§ **Data extracts**

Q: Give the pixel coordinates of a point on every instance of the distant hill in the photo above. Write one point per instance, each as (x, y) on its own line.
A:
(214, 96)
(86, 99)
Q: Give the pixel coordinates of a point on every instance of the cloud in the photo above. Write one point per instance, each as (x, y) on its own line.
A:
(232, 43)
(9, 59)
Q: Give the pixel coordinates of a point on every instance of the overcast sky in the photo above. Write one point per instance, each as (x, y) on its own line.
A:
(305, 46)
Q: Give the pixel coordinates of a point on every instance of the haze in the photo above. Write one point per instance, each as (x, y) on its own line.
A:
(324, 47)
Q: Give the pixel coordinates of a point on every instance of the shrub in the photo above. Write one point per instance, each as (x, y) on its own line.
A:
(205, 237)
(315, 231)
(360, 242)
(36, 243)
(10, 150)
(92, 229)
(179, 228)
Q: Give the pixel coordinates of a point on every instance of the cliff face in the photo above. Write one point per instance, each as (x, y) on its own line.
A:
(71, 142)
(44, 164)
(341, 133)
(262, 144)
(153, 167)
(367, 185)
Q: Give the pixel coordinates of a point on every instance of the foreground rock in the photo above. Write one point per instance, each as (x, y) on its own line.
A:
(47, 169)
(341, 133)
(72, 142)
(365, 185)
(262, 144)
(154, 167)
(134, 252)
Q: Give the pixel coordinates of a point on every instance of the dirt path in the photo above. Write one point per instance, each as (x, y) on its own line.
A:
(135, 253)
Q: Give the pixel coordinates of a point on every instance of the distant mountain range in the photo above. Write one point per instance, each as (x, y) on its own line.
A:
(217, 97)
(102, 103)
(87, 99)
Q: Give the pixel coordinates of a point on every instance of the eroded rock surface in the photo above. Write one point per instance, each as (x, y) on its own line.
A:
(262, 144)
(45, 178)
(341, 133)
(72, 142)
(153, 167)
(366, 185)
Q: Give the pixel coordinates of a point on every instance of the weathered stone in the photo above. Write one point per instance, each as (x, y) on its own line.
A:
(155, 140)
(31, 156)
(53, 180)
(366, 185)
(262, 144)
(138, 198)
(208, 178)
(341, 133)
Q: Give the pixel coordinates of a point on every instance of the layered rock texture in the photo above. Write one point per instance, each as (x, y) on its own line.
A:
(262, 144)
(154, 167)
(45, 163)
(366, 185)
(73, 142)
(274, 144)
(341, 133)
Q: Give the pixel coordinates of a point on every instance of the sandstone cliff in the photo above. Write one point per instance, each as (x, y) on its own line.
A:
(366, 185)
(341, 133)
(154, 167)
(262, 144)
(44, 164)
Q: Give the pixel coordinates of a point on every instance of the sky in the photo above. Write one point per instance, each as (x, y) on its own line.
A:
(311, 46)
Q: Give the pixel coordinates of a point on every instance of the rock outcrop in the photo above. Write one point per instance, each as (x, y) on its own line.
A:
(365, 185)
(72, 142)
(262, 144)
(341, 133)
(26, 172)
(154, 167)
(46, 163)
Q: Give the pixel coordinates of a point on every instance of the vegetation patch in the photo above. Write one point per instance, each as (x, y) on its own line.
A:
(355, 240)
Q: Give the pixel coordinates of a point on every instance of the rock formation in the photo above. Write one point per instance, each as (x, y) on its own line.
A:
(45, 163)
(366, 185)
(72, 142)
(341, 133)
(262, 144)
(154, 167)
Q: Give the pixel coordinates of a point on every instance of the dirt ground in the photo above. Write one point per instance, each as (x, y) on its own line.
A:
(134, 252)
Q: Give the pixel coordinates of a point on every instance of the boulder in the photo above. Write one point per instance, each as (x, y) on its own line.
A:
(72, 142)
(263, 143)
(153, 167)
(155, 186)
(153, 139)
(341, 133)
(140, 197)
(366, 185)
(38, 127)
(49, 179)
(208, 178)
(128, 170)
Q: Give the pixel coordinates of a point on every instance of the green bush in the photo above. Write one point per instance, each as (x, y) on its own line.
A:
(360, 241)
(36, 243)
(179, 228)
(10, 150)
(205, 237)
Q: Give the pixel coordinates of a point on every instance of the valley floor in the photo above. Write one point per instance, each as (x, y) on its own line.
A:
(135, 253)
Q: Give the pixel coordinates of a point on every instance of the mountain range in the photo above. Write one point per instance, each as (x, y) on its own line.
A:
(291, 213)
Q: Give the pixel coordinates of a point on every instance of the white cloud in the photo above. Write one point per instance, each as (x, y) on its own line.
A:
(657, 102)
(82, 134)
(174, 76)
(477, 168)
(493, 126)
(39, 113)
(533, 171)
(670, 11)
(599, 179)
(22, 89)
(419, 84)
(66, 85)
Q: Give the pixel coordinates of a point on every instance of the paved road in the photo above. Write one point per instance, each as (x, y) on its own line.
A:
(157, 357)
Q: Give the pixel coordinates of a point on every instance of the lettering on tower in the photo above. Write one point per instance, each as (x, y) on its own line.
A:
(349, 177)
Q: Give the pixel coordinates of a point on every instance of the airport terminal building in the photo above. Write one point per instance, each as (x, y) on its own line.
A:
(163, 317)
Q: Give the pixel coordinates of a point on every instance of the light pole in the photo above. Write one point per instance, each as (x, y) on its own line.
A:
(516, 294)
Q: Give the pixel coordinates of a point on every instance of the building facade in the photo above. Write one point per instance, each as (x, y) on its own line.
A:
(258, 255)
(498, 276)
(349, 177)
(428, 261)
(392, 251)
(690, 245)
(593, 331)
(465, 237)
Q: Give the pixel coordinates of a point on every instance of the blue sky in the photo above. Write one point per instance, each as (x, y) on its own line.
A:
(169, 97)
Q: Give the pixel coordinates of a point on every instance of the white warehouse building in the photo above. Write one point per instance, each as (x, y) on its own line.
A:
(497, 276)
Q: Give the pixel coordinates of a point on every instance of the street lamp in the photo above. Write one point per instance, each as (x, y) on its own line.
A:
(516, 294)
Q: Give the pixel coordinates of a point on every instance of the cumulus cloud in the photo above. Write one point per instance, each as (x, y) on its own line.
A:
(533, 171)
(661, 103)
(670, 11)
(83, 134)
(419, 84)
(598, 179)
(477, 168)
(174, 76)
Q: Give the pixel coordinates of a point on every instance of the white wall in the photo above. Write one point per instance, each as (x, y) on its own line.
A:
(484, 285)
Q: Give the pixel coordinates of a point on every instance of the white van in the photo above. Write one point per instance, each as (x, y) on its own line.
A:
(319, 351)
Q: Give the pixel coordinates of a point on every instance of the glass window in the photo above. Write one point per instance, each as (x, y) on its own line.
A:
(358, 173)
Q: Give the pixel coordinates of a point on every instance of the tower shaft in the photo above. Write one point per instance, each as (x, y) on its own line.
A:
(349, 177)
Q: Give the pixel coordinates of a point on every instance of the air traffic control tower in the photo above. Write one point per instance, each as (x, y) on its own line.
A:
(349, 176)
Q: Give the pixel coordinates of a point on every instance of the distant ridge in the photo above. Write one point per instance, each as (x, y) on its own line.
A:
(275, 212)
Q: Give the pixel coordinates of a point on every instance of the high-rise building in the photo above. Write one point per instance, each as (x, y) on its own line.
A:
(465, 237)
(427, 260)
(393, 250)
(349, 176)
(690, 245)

§ **Exercise instructions**
Write the data out again in full and exactly.

§ **Task answer**
Q: Give the pixel coordinates of a point on every instance of the distant hill in the photo above. Write one point per instance, each as (x, y) on its own line.
A:
(214, 96)
(86, 99)
Q: Give the pixel coordinates of a point on every instance of the cloud in the photo above. Write one point per instance, each as (x, y) on its own line.
A:
(232, 43)
(9, 59)
Q: Give the pixel coordinates of a point on every instance of the overcast sky in the photo above. Write one point per instance, each as (x, y) on its own line.
A:
(305, 46)
Q: Give the pixel coordinates of a point on every instance of the haze in the photo above. Write one point per instance, each as (x, y) on its own line.
A:
(324, 47)
Q: Give the pixel coordinates of a point on every instance of the shrub in the photo above. Write one point per instance, each as (x, y) on its own line.
A:
(205, 237)
(315, 231)
(360, 242)
(36, 243)
(10, 150)
(92, 229)
(179, 228)
Q: Give the pixel coordinates of a point on every instance of the cliff face in the photo above. Write one point per instance, each as (x, y) on its own line.
A:
(71, 142)
(44, 164)
(341, 133)
(262, 144)
(153, 167)
(367, 185)
Q: Give the pixel coordinates of a point on every instance of the foreground rock in the photo above. Write one point per instance, each as (x, y) on its own line.
A:
(47, 169)
(341, 133)
(72, 142)
(365, 185)
(262, 144)
(154, 167)
(134, 252)
Q: Give the pixel coordinates of a point on every instance of the dirt path in the photo above. Write one point per instance, each as (x, y) on its own line.
A:
(135, 253)
Q: Give the pixel coordinates of a point on every instance of the distant mountain range in the photo above. Write one point per instance, each as (x, y) on its own line.
A:
(217, 97)
(102, 103)
(87, 99)
Q: Give the pixel coordinates of a point on every instance of the eroded rock surface in the photo above. Write one point per instance, each as (x, y) on its own line.
A:
(262, 144)
(45, 178)
(341, 133)
(72, 142)
(153, 167)
(366, 185)
Q: Give the pixel coordinates of a point on every instance of the weathered stone in the photo above. Write one point per instance, each as (x, y) on its own line.
A:
(155, 140)
(31, 156)
(53, 180)
(366, 185)
(262, 144)
(138, 198)
(208, 178)
(341, 133)
Q: Give the pixel coordinates of a point on every instance of the layered rock texture in the photo above. Write one point per instance, each as (x, y) on its own line.
A:
(262, 144)
(154, 167)
(45, 163)
(366, 185)
(73, 142)
(274, 144)
(341, 133)
Q: Give the pixel coordinates of a point on every instance of the sandstone cliff in the photo above. Write one point per instance, each as (x, y) on its own line.
A:
(366, 185)
(341, 133)
(154, 167)
(262, 144)
(44, 164)
Q: Give the pixel coordinates of a point on every instance of the sky in the photo above. Write one point per instance, each as (x, y) on its own line.
A:
(311, 46)
Q: Give the pixel coordinates of a point on every instance of the rock outcrop in the photo above. Write one point per instance, each as (x, y) on its own line.
A:
(365, 185)
(72, 142)
(262, 144)
(341, 133)
(26, 172)
(154, 167)
(46, 163)
Q: Give the pixel coordinates of a point on every instance of the vegetation patch in the photo above. Write one point per instance, each as (x, y) on its own line.
A:
(355, 240)
Q: Give the pixel coordinates of a point on every instance of the rock formation in the photo above. Write one point per instance, each as (x, y) on its own line.
A:
(45, 163)
(366, 185)
(72, 142)
(341, 133)
(262, 144)
(154, 167)
Q: Give the pixel coordinates of a point on every instance of the dirt ground in the photo above. Write one point per instance, each as (x, y) on its own line.
A:
(134, 252)
Q: Give the pixel coordinates of a point on every instance of the boulder in the photo above. Write one point per instance, each as (x, y) on its own line.
A:
(72, 142)
(263, 143)
(153, 167)
(155, 186)
(153, 139)
(341, 133)
(140, 197)
(366, 185)
(38, 127)
(49, 179)
(208, 178)
(128, 170)
Q: Give the pixel coordinates of a point on every instance of the green bush in the photo above. Write one point per instance, each as (x, y) on its own line.
A:
(360, 241)
(36, 243)
(179, 228)
(10, 150)
(205, 237)
Q: Give the pixel coordinates of a point on every instance of the valley floor in the photo above. Write one point per instance, each as (x, y) on its own line.
A:
(135, 253)
Q: Give the pixel coordinates of a point on every instance of the mountain range in the photo above. Write one point per instance, each as (x, y) on its own line.
A:
(291, 213)
Q: Give the pixel coordinates of a point on every instance of the white cloud in the photo above. Write one point per instance, each as (x, y) on its own line.
A:
(657, 102)
(82, 134)
(174, 76)
(477, 168)
(493, 126)
(39, 113)
(533, 171)
(670, 11)
(599, 179)
(22, 89)
(419, 84)
(66, 85)
Q: Give the pixel coordinates of a point on every instance of the paved road in the photo above. Write one point per instance, each as (x, y) on its own line.
A:
(157, 357)
Q: Give the pixel coordinates of a point on every instance of the lettering on tower in the photo above. Write one point per instance, each as (x, y) on its own line.
A:
(349, 177)
Q: Give the pixel coordinates of a point on every instance of the airport terminal building in the photo above. Write one point per instance, each as (x, y) on its own line.
A:
(163, 317)
Q: Give the pixel coordinates of a point on every instance of the light pole in the photo above. Write one point per instance, each as (x, y) on its own line.
A:
(516, 294)
Q: Give the pixel coordinates of a point on every instance of the building facade in the photo above. Write one point per instance, each as (x, y) on its own line.
A:
(258, 255)
(498, 276)
(349, 177)
(428, 261)
(392, 251)
(690, 245)
(593, 331)
(465, 237)
Q: Give the pixel coordinates of a point on every instance of the blue sky in the photo above. Write one point per instance, each as (x, y) on its own line.
A:
(169, 97)
Q: Give the pixel coordinates of a point on every instance of the white warehouse building in the photo above. Write one point per instance, each as (x, y) on its own line.
A:
(497, 276)
Q: Give the pixel coordinates of a point on every instance of the street lamp in the photo above. Write one point per instance, each as (x, y) on its own line.
A:
(516, 294)
Q: Give the pixel coordinates of a point on every instance of the cumulus cloud in the photo above. Write one point per instance, each as (x, y) on its own line.
A:
(533, 171)
(661, 103)
(670, 11)
(83, 134)
(419, 84)
(598, 179)
(477, 168)
(174, 76)
Q: Give the pixel coordinates of a point on every instance of the white wall in the photo above. Write one point per instance, each as (x, y) on its own line.
A:
(484, 285)
Q: Give the pixel coordinates of a point on every instance of the white van in the photo above. Write one point per instance, each as (x, y) on its own line.
A:
(319, 351)
Q: Give the pixel coordinates of a point on every instance of the glass window in the photo above. Write one point per instance, each as (x, y) on its own line.
A:
(358, 173)
Q: Give the pixel coordinates of a point on every instance of the tower shaft in the photo above. Write one point per instance, each as (x, y) on its own line.
A:
(349, 177)
Q: Give the pixel coordinates of a point on every instance of the air traffic control tower in the photo above. Write one point per instance, each as (x, y) on its own line.
A:
(349, 176)
Q: Give the pixel coordinates of a point on every instance of the distant ridge in the photo above. Write one point per instance, each as (x, y) on its own line.
A:
(275, 212)
Q: Give the pixel coordinates of a point on every instance of the high-rise building in the photo above. Write one point per instance, each as (x, y) on its own line.
A:
(465, 237)
(427, 260)
(393, 250)
(349, 176)
(690, 245)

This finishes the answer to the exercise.